# Se me escapan algunas palabras



## Gamen

Buenas noches.

Quisiera traducir la idea de "escapársele a uno algunas palabras". El sentido es "no entender algunas palabras", por ejemplo, cuando una persona habla rápido y no articula ni pronuncia claramente.

La frase en español:

Cuando los chicos hablan en italiano, hablan tan rápido que *algunas palabras se me escapan *y me pierdo.

Mi intento:
La frase marcada en negrita es la que quiero traducir.

Quando i bambini paralano in italiano, parlano così veloce che *alcune parole mi si scappano* e mi perdo.

¿Es correcto "si mi scappano"?
Agradezco sus comentarios.


----------



## Nino83

Ciao Gamen.

◆ **REGISTROS DE DATOS**
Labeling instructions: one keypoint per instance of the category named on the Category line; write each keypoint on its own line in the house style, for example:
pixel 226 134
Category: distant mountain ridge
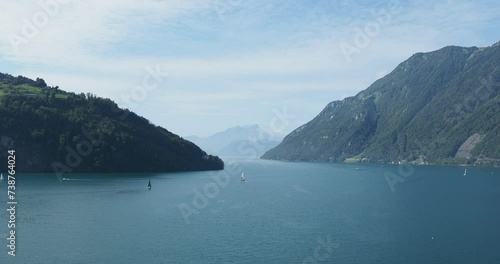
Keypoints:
pixel 251 140
pixel 437 107
pixel 57 131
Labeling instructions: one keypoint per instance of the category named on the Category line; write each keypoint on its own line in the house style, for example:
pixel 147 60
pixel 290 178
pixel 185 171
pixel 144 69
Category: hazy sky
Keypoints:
pixel 224 63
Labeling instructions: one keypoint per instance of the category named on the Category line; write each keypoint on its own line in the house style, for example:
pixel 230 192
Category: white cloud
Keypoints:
pixel 258 54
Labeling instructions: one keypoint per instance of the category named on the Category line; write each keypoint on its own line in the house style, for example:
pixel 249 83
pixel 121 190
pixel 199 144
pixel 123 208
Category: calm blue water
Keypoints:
pixel 284 213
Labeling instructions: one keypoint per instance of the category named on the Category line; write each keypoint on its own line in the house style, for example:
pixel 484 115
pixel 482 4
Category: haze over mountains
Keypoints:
pixel 249 141
pixel 56 131
pixel 436 107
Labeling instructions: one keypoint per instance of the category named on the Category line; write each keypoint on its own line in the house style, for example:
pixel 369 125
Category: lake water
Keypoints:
pixel 283 213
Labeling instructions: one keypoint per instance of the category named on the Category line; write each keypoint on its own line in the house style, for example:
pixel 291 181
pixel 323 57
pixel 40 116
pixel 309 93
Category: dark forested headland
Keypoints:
pixel 57 131
pixel 440 107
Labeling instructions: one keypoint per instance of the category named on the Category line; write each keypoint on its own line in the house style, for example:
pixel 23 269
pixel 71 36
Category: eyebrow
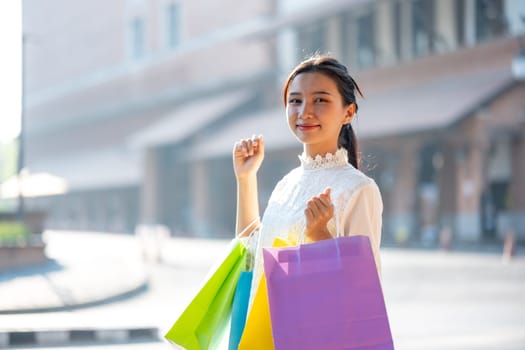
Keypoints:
pixel 321 92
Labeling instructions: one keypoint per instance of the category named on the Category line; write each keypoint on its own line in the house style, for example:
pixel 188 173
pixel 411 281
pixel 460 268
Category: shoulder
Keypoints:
pixel 354 183
pixel 291 177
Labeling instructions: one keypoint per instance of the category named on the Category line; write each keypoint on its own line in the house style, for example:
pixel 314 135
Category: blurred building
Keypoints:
pixel 137 105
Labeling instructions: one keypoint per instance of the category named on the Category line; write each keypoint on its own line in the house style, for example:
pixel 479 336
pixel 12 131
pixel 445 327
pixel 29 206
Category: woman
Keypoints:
pixel 327 194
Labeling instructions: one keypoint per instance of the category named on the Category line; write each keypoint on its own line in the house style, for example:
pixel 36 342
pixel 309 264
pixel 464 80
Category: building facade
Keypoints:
pixel 137 105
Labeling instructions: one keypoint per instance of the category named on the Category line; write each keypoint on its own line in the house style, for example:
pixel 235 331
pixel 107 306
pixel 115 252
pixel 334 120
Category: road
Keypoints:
pixel 435 300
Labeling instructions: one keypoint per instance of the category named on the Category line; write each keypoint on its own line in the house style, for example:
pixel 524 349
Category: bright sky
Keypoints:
pixel 10 69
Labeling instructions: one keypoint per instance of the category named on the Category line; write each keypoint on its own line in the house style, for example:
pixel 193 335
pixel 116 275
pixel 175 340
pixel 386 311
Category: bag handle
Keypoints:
pixel 247 241
pixel 338 230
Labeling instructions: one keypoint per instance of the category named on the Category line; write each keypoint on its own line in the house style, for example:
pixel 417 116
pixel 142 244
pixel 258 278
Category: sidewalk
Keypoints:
pixel 80 273
pixel 88 276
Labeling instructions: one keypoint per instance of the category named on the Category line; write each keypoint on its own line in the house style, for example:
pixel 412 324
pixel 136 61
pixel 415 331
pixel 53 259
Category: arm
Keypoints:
pixel 362 215
pixel 248 155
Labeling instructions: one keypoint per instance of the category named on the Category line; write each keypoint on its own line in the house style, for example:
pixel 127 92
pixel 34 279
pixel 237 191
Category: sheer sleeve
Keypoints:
pixel 362 215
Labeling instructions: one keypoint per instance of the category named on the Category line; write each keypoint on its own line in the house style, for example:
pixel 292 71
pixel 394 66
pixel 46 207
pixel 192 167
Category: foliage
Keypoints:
pixel 13 232
pixel 8 160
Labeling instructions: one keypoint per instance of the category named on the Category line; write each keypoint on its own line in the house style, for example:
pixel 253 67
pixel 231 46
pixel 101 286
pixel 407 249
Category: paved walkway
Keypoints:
pixel 459 300
pixel 88 275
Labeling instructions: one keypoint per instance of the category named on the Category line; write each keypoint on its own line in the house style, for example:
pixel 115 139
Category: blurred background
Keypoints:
pixel 128 111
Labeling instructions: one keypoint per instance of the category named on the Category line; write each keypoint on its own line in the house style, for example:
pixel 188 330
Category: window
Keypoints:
pixel 460 22
pixel 422 27
pixel 490 19
pixel 397 29
pixel 137 39
pixel 173 17
pixel 365 41
pixel 311 39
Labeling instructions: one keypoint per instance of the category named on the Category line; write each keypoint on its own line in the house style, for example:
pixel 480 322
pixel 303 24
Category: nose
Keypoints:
pixel 305 111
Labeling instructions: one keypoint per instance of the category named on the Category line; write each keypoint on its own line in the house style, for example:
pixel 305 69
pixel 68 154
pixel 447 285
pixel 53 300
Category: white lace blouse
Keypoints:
pixel 356 198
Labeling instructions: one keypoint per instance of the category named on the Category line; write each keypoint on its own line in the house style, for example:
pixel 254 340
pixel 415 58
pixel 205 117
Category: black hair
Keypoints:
pixel 346 86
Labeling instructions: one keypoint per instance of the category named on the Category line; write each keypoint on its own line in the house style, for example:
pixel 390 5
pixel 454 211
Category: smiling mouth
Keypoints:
pixel 307 127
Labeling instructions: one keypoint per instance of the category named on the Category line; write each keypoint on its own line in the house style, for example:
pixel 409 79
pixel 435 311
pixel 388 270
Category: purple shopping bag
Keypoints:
pixel 326 295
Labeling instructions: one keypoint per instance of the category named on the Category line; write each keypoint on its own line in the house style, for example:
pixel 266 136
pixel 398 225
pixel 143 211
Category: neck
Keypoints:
pixel 314 150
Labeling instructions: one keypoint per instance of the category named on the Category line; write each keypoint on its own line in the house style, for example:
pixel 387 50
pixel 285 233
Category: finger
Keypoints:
pixel 245 146
pixel 325 200
pixel 311 206
pixel 317 208
pixel 308 214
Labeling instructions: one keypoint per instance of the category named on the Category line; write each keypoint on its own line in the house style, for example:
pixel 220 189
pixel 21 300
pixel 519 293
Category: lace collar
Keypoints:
pixel 330 160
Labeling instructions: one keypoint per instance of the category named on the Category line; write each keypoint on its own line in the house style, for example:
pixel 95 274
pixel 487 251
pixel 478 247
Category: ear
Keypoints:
pixel 349 113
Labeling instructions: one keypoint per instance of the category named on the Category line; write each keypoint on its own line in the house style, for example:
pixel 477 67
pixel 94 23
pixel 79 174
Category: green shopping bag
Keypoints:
pixel 203 322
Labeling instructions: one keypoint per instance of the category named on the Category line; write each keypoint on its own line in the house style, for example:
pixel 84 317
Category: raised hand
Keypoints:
pixel 248 155
pixel 319 210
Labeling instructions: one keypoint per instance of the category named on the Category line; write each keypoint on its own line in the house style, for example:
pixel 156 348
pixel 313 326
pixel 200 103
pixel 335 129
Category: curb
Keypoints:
pixel 10 339
pixel 128 293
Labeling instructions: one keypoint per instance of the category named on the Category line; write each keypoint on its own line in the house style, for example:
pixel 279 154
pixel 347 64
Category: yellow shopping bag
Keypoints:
pixel 257 333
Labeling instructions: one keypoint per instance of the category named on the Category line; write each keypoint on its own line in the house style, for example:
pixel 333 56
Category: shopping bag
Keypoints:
pixel 326 295
pixel 240 308
pixel 203 322
pixel 257 333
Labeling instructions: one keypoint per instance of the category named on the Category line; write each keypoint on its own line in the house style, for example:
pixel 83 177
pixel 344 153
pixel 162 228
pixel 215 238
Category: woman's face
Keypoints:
pixel 316 112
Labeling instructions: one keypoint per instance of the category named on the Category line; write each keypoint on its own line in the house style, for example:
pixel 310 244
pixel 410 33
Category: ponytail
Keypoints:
pixel 347 87
pixel 348 141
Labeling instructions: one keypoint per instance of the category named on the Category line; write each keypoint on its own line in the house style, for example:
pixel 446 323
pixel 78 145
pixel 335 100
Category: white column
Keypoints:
pixel 445 20
pixel 470 22
pixel 384 25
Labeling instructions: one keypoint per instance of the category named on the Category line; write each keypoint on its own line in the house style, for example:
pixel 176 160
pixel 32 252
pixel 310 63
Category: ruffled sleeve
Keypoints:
pixel 362 215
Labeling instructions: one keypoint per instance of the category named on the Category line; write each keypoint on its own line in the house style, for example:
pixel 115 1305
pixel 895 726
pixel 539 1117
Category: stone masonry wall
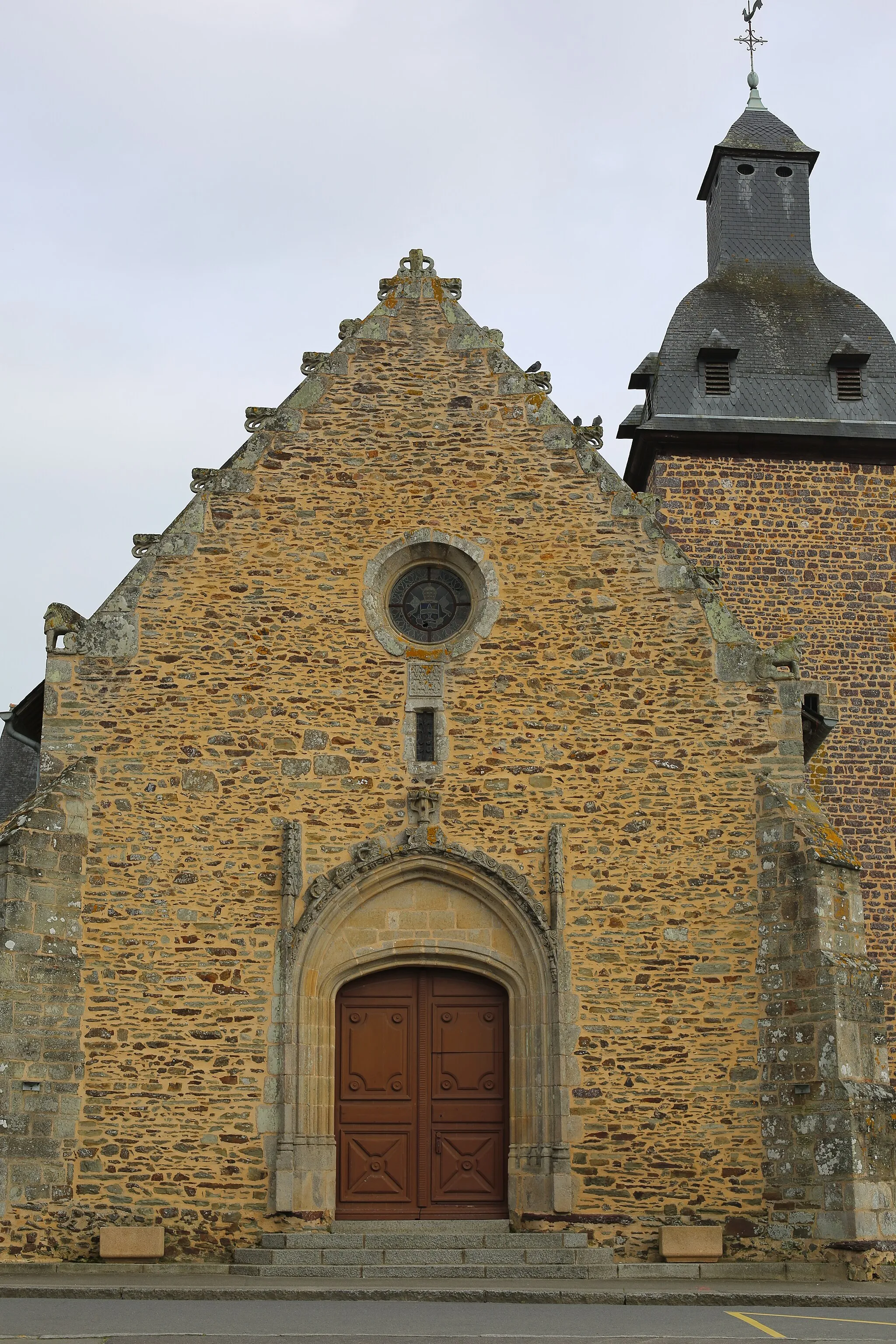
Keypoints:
pixel 808 549
pixel 231 685
pixel 42 854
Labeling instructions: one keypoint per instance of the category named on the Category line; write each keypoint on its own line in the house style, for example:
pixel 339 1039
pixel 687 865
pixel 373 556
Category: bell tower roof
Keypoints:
pixel 762 135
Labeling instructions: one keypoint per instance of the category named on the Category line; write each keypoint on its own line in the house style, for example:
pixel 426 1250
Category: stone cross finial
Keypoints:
pixel 751 41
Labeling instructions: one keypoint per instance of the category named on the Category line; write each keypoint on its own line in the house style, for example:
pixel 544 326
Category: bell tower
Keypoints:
pixel 767 436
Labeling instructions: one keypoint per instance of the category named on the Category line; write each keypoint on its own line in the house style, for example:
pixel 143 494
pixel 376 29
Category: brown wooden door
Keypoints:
pixel 422 1096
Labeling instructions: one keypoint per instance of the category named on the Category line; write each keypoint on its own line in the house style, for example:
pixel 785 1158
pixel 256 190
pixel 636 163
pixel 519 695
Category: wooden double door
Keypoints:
pixel 422 1096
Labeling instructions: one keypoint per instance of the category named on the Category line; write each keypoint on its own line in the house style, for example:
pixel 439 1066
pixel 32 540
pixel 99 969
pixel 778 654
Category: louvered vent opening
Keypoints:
pixel 719 379
pixel 850 385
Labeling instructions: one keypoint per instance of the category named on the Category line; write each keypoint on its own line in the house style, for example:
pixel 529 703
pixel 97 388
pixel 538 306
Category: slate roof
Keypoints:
pixel 785 324
pixel 762 133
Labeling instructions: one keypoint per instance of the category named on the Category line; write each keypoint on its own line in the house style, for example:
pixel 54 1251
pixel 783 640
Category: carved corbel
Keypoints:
pixel 144 543
pixel 202 479
pixel 592 434
pixel 313 360
pixel 60 621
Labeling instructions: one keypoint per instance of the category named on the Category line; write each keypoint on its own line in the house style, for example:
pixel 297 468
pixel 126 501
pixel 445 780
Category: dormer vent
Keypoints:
pixel 847 362
pixel 850 385
pixel 718 377
pixel 717 358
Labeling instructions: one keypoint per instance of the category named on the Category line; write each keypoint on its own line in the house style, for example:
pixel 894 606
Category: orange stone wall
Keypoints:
pixel 256 693
pixel 808 549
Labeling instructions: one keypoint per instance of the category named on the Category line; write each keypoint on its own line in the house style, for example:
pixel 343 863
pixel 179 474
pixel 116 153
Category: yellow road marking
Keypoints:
pixel 847 1320
pixel 766 1330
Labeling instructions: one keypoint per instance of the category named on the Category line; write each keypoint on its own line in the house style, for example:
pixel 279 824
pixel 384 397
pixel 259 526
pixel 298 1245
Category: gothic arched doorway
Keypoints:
pixel 422 1096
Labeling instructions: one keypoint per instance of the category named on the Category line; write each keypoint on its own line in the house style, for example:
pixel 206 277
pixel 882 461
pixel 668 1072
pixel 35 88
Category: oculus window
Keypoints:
pixel 429 604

◆ **TAREAS ESCRITAS**
(a) En el hilo del foro sobre traducción al italiano, enumere una por una las palabras del fragmento destacado de la frase que Gamen propone en italiano.
(b) Según el hilo del foro sobre traducción al italiano, ¿qué significa la expresión «escapársele a uno algunas palabras»?

◆ **SOLUCIONES POR TAREA**
(a) alcune, parole, mi, si, scappano

(b) Significa no entender algunas palabras.